<<<<
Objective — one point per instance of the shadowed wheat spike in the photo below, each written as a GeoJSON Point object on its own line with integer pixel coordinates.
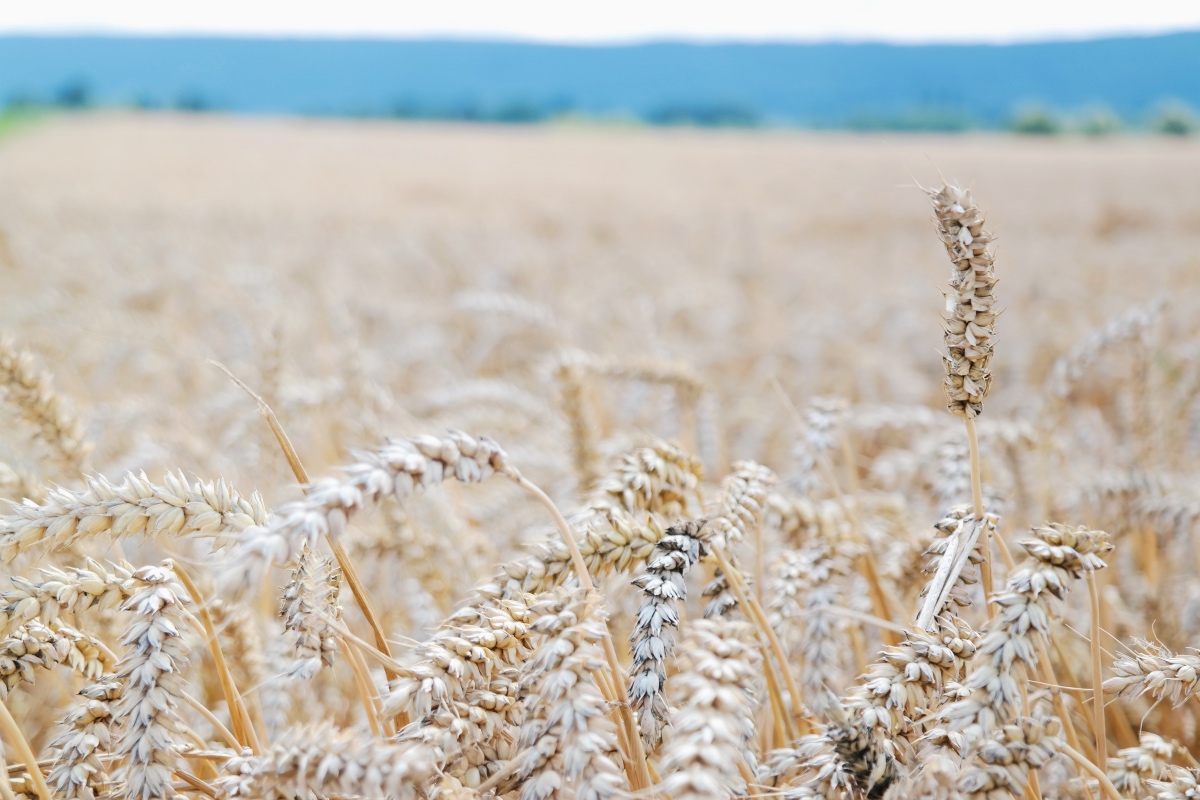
{"type": "Point", "coordinates": [708, 752]}
{"type": "Point", "coordinates": [79, 771]}
{"type": "Point", "coordinates": [151, 675]}
{"type": "Point", "coordinates": [652, 642]}
{"type": "Point", "coordinates": [310, 602]}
>>>>
Reproduce every line of the data above, request included, multiplying each point coordinate in the answers by 2.4 and rounding to whole numbers, with halves rounded up. Omit the picture from your answer.

**Complete answer**:
Objective — one point per instance of the shadowed wheat spike in the photo below, each written as a GeoJSON Point object on its own line with integer pixel coordinates.
{"type": "Point", "coordinates": [1699, 1805]}
{"type": "Point", "coordinates": [190, 1850]}
{"type": "Point", "coordinates": [362, 1620]}
{"type": "Point", "coordinates": [1565, 1541]}
{"type": "Point", "coordinates": [744, 1445]}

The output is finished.